> _WORK INSTRUCTIONS_: Could you rewrite all the lines below, replacing every "Shape every point like this sample" with "Format each point like this example" and leaving everything else unchanged?

Records in a dataset
......

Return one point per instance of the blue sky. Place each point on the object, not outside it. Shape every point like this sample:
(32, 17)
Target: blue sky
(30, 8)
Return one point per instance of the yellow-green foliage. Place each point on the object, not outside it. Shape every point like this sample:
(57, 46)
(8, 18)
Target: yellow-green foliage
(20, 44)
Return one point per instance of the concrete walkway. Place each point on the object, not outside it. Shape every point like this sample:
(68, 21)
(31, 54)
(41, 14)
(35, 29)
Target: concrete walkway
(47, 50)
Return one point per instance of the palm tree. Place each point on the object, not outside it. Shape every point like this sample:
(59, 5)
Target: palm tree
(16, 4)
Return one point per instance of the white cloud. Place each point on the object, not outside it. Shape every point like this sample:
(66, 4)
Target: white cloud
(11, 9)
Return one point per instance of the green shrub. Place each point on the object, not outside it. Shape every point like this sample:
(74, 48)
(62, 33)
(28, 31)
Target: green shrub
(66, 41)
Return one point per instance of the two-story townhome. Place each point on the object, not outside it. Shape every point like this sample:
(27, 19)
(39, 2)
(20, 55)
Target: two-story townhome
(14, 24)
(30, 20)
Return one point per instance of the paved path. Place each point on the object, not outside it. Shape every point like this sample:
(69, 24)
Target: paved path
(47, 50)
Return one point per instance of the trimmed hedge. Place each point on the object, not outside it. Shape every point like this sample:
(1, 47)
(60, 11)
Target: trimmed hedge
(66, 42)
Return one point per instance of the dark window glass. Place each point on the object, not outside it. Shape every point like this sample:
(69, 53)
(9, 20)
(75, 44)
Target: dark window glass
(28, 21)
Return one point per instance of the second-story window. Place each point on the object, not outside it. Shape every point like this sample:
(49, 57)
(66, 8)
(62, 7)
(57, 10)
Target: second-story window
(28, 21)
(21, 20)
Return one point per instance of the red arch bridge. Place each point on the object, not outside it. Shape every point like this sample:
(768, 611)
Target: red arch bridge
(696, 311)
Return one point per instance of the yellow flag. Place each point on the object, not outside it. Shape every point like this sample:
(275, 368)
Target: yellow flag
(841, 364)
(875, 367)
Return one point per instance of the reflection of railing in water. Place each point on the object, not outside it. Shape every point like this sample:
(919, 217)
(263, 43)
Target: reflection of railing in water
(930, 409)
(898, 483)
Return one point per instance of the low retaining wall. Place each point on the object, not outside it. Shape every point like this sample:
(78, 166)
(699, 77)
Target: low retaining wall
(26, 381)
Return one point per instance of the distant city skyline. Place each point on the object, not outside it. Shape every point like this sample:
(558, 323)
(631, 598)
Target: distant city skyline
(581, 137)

......

> _REPLY_:
Return one point per instance of the blue sky. Place each point on the object, not outside it. Format each point like this example:
(32, 17)
Target: blue sky
(30, 8)
Return one point per instance of the yellow-green foliage. Place each point on the object, not outside it. Format each point like this example:
(57, 46)
(8, 18)
Target: yellow-green foliage
(20, 44)
Return one point per instance of the concrete walkway. Place each point on the object, not outside it. Format each point like this example:
(68, 21)
(31, 54)
(41, 14)
(35, 29)
Target: concrete walkway
(47, 50)
Return one point per instance of the palm tree. Place each point on the object, not outside it. Format each point like this example:
(59, 5)
Target: palm tree
(16, 4)
Return one point per instance of the white cloud. Place each point on the object, not outside it. Format each point like this example:
(66, 4)
Target: white cloud
(11, 9)
Return one point per instance of the green shrub. Place each point on the object, not outside it. Format each point like this example:
(74, 48)
(62, 33)
(28, 31)
Target: green shrub
(66, 41)
Return one point per instance of the two-story townhome. Place each point on the object, not outside it. Format each point like this example:
(27, 19)
(39, 2)
(20, 55)
Target: two-story townhome
(14, 24)
(30, 20)
Return one point per instance of the paved path. Place each point on the object, not outside it. Format each point like this example:
(69, 24)
Target: paved path
(47, 50)
Return one point per instance of the trimmed hedge. Place each point on the object, not outside it. Format each point like this example:
(1, 47)
(60, 11)
Target: trimmed hedge
(66, 42)
Return one point per instance of the dark window glass. Place each point on the object, not outside it. Format each point like this example:
(69, 53)
(9, 20)
(75, 44)
Target: dark window glass
(28, 21)
Return one point per instance of the second-story window. Place each point on the object, not outside it. Format each point like this example:
(49, 57)
(66, 8)
(62, 7)
(57, 10)
Target: second-story window
(28, 21)
(21, 20)
Return one point per instance of the red arch bridge. Place each point on the object, not outside it. Format each point like this example:
(768, 611)
Target: red arch bridge
(696, 311)
Return one point per instance of the yellow flag. Place each point on the object, not outside it. Format each point like this example:
(275, 368)
Target: yellow flag
(841, 364)
(875, 367)
Return one point per instance of the reflection of railing in water. Place each point on the object, not outside it. Format each point like this example:
(919, 217)
(263, 43)
Target: reflection of railing in water
(930, 409)
(898, 483)
Return one point per instance of the low retaining wall. Place each point on the object, not outside it. Format each point like this example:
(78, 166)
(699, 77)
Target: low retaining wall
(26, 381)
Return one point per instance of the distant city skyline. Place each point on the object, not outside it. Format each point like this example:
(558, 323)
(631, 598)
Target: distant city skyline
(581, 137)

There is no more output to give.